▸ TASK BRIEF:
Identify each line in the records below that contains the string "tail", treating uppercase and lowercase as different.

▸ Labeled region records:
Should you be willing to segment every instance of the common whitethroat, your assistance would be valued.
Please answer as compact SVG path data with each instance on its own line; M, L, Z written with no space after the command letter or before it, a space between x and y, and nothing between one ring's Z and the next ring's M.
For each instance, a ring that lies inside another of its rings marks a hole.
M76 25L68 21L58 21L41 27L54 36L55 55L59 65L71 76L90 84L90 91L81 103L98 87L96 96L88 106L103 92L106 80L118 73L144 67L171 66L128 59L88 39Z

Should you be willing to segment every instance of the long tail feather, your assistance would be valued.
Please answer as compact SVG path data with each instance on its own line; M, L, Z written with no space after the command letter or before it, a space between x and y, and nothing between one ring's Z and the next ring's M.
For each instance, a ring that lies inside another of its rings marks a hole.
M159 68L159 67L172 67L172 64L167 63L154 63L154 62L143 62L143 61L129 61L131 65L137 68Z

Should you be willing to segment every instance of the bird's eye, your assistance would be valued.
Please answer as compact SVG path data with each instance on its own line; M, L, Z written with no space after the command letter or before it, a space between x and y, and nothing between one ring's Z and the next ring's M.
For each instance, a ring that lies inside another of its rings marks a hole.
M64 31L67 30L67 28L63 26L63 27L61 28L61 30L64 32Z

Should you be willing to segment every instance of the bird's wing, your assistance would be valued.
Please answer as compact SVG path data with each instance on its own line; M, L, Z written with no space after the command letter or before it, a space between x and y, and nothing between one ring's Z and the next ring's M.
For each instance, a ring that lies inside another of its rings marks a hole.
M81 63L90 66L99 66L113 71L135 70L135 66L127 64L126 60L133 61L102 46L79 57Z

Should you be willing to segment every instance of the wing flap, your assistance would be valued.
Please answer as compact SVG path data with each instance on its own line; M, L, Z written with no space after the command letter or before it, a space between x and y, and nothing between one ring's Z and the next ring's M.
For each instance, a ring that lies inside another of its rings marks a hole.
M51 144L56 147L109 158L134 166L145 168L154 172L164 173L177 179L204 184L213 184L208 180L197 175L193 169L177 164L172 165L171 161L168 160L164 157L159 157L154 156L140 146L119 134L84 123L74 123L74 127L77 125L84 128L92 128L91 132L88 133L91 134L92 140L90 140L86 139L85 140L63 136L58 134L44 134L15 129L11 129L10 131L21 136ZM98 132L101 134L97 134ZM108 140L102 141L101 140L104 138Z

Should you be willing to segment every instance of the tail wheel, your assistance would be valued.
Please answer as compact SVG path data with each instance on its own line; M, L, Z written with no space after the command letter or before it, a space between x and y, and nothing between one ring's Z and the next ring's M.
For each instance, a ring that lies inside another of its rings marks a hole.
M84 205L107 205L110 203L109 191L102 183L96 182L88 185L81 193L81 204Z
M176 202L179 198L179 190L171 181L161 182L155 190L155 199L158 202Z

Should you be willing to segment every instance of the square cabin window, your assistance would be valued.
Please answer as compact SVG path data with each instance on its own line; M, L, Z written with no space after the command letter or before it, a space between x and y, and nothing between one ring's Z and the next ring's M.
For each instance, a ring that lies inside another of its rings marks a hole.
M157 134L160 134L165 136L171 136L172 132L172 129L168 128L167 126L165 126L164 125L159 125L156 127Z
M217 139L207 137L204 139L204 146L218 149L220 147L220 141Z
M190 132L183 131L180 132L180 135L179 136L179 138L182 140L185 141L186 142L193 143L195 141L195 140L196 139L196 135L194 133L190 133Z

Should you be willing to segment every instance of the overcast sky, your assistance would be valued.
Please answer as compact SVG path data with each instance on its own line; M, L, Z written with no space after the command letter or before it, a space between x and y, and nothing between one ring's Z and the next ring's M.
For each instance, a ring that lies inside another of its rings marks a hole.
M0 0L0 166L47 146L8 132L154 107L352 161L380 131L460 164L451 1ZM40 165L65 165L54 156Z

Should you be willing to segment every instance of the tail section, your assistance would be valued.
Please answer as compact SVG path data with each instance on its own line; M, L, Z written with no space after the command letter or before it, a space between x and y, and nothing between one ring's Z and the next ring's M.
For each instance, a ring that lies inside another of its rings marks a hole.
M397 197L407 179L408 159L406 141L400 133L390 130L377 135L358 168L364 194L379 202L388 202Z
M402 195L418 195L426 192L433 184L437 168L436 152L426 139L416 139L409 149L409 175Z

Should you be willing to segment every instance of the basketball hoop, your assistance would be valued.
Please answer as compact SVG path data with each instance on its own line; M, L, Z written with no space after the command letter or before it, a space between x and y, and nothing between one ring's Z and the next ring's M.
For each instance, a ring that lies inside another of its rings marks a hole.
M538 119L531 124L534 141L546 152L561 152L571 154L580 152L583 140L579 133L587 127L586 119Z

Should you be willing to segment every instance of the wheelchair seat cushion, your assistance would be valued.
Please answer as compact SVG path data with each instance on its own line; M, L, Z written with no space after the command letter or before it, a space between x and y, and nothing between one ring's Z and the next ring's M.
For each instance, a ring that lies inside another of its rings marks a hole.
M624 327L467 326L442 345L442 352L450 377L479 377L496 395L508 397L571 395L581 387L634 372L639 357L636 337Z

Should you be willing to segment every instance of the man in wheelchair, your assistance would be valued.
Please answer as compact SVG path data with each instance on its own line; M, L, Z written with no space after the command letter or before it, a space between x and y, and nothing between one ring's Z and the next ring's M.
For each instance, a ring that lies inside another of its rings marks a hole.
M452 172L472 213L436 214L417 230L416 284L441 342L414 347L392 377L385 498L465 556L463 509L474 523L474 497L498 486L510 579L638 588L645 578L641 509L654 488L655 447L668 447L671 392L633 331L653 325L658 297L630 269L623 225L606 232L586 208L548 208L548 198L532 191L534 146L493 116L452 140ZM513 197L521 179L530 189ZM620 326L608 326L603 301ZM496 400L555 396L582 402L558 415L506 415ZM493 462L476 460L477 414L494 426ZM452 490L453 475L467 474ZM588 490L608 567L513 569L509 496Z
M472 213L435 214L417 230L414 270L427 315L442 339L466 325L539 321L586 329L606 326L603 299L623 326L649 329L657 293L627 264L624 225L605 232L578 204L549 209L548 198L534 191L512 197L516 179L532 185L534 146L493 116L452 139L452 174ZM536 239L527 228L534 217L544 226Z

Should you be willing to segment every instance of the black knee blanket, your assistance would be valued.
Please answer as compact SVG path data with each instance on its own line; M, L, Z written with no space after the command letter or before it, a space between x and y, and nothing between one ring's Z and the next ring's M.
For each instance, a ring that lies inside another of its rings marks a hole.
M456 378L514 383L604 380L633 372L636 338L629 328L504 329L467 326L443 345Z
==
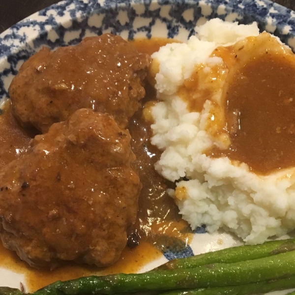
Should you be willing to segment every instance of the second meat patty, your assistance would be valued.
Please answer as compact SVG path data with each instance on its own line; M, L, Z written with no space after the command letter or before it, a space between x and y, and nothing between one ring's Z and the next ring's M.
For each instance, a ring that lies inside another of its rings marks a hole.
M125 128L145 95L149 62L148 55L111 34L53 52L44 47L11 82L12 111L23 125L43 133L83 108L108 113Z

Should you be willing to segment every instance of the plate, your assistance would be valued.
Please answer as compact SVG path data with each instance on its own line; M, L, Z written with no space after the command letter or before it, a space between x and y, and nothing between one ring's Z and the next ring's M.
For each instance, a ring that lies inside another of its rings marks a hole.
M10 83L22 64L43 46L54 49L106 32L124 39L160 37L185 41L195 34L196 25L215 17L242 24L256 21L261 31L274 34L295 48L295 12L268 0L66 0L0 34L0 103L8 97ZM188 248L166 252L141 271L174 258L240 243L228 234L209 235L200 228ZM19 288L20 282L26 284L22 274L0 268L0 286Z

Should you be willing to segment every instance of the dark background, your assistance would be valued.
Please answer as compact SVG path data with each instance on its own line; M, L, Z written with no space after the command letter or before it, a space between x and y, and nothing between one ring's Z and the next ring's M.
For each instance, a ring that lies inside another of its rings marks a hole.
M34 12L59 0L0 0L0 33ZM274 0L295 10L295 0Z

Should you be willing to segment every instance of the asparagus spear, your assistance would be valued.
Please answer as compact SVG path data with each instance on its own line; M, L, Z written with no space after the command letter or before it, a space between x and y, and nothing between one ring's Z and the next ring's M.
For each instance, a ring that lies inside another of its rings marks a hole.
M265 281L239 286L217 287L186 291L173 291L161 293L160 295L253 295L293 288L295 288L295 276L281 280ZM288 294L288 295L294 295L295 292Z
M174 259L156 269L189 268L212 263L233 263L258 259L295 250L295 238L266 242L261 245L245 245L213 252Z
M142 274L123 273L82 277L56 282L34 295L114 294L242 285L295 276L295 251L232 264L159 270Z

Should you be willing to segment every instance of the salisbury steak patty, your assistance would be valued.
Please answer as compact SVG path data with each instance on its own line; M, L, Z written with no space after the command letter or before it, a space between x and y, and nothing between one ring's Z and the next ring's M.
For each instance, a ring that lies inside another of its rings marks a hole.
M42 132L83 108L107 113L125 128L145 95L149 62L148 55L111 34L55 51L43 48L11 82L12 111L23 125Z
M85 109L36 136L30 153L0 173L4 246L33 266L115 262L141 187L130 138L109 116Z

▸ CORRECT RESPONSE:
Should you be willing to segment every instance of the long tail feather, your assistance would be valued.
Should you be willing to segment every instance of the tail wheel, your assistance would be valued.
Should you be willing to segment every instance of the tail section, your assistance would be valued.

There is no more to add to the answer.